(Data items)

______________________________

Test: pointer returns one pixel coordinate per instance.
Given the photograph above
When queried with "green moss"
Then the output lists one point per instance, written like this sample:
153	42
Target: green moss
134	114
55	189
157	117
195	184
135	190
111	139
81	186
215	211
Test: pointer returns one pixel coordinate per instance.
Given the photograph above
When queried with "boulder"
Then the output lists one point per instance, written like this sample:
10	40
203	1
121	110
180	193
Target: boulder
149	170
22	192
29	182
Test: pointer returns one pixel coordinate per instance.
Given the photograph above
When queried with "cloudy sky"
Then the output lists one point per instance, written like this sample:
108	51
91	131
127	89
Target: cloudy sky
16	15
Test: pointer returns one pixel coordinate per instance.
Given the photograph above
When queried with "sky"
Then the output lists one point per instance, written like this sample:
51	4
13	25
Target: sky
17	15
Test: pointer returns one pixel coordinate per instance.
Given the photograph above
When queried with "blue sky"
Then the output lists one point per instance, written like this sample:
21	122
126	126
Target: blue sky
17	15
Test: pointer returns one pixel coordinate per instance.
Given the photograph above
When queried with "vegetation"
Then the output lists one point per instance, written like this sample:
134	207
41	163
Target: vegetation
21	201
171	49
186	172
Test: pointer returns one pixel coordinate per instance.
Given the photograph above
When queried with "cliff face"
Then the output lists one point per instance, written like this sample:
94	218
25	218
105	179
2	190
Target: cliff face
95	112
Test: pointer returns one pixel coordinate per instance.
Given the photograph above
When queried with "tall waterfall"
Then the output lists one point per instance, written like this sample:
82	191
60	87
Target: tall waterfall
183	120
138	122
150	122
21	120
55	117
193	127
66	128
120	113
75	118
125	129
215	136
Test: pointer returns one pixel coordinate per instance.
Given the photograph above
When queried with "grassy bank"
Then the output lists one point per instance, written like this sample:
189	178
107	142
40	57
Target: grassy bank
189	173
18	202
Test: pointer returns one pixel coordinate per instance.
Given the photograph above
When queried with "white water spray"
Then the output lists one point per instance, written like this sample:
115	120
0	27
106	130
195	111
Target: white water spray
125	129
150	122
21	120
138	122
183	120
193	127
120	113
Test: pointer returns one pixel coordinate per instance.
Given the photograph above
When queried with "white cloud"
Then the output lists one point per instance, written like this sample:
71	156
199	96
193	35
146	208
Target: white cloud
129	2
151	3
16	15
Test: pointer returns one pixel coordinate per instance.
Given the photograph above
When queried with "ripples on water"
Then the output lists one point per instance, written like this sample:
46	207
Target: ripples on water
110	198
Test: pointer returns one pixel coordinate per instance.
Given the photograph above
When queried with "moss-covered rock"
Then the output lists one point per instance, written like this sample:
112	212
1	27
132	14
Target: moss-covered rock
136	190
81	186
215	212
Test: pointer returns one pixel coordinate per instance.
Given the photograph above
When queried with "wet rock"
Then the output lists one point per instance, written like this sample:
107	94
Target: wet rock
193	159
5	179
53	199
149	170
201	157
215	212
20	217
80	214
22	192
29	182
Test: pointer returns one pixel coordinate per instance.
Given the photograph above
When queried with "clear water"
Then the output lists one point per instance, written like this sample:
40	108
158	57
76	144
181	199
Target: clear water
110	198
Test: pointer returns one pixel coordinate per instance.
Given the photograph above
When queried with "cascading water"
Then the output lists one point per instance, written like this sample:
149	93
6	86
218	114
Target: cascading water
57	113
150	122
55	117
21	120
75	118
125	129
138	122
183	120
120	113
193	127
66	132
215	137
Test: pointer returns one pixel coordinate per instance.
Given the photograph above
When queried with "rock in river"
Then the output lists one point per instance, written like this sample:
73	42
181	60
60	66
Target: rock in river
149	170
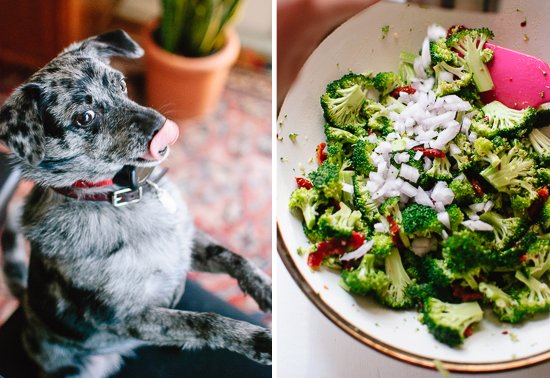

______________________________

*WHAT TO PRODUCE*
Reproduce the data above word for word and omit the images.

*YOUR RESPONSE*
Test: pointer returns one pixel coordinate per instance.
Given the photograph above
When queried with "green moss"
Then the output lists one point per instance, written like this sample:
153	42
Target: green moss
134	114
55	189
157	117
195	184
135	190
111	139
81	186
215	211
Test: pointer returns one pixel coordinate per instance.
Given the photograph above
When queried with "boulder"
Then the output lists one point per instance, written like this sample:
10	40
203	1
121	110
180	193
Target: boulder
149	170
22	192
29	182
Test: pointer returns one pixel coordinate per instance.
Given the photograph above
When queried with "cloudy sky"
Then the output lists one point per instance, written like this sample:
108	51
91	131
127	89
Target: cloudy sky
16	15
Test: pointer returns one pixel coordinate per instance.
Given the photograph above
When queried with "sky"
Then the output lists one point per instance, written like this sample:
51	4
13	25
Target: sky
17	15
Test: pointer returns one pixel coordinate per instance.
Given the photograph above
When queried with "blue sky"
Then the output lists one point per instance, written like this sample:
21	122
126	126
Target: blue sky
17	15
Test: pointer returns one pixel coordinate per instance.
Given the photograph above
When queried with "vegetation"
Then the output lists one point per instance, written like this sample:
134	207
41	163
Target: vegetation
21	201
171	49
186	172
Test: pointer returns one pixel coordinate per instance.
Given the photograph above
When queried with "cliff face"
Then the output lists one point per instance, written like this sample:
94	218
25	218
105	179
2	190
Target: cliff face
95	112
Test: pointer returns one pixel coordinate per instance.
Given the photograph above
When queried with "tall waterfall"
Then the output lists one point per instance, written like this sample:
82	191
60	87
Target: tall waterfall
183	120
138	122
150	122
21	120
55	117
193	127
66	128
120	113
75	118
125	129
215	136
Test: pointer returns one pixel coordinate per instance.
Given the photograph above
When queried with "grassy bank"
Then the output lists one point per instance, written like this sample:
189	178
107	142
40	57
Target: grassy bank
189	173
18	202
Test: pointer returns one pixel coordinate per instance.
Given the photograph above
When queried with "white water spray"
Then the output lists one point per instance, written like this sample:
115	120
0	27
106	130
195	111
Target: white water spray
125	129
150	122
21	120
138	122
183	120
193	127
120	113
Test: pointer returns one pixel coordinate per instance.
Given the photograph above
When queried with "white cloud"
Then the output lists one point per instance, written like this sample:
71	156
199	96
193	35
146	208
Target: white cloud
129	2
151	3
16	15
Test: pointer returns one pixel coordinate per instance.
Given the photograph above
When queried with "ripples on water"
Then the output lists one point per instance, written like this sample:
46	207
Target: ripples on water
110	198
Test: pointer returns one pixel coordinate per instance.
Given the photograph above
When queried with "moss-covered rock"
Then the output lists one point per instance, written like this sample:
112	212
1	27
132	14
Target: moss-covered rock
136	190
81	186
215	212
Test: pointer returns one pixel coordinate per instance.
Given the photograph above
When queried with "wet rock"
Then the output lists one point per instance, written like this sample:
107	94
Target: wet rock
193	159
5	179
53	199
149	170
201	157
215	212
20	217
80	214
22	192
29	182
Test: pointer returns one pixel coordinate per instance.
Given the photograph above
When queried with "clear water"
Then the output lists one point per instance, written like this sample:
40	108
158	57
76	144
181	199
Target: clear water
110	198
Test: pointer returns one pixel coordinate per instance.
Given the photograph above
When queried with "cascading water"
Then the output lists one point per instance, written like this sample:
149	93
6	86
218	114
Target: cascading water
57	113
150	122
55	117
21	120
75	118
125	129
138	122
183	120
120	113
193	127
66	132
215	137
Test: pointer returns one pixel coordinate per instance.
Given the photograph above
When queried with "rock in river"
Then the output lists one point per instance, written like this sample:
73	42
181	60
60	66
Target: rock in river
149	170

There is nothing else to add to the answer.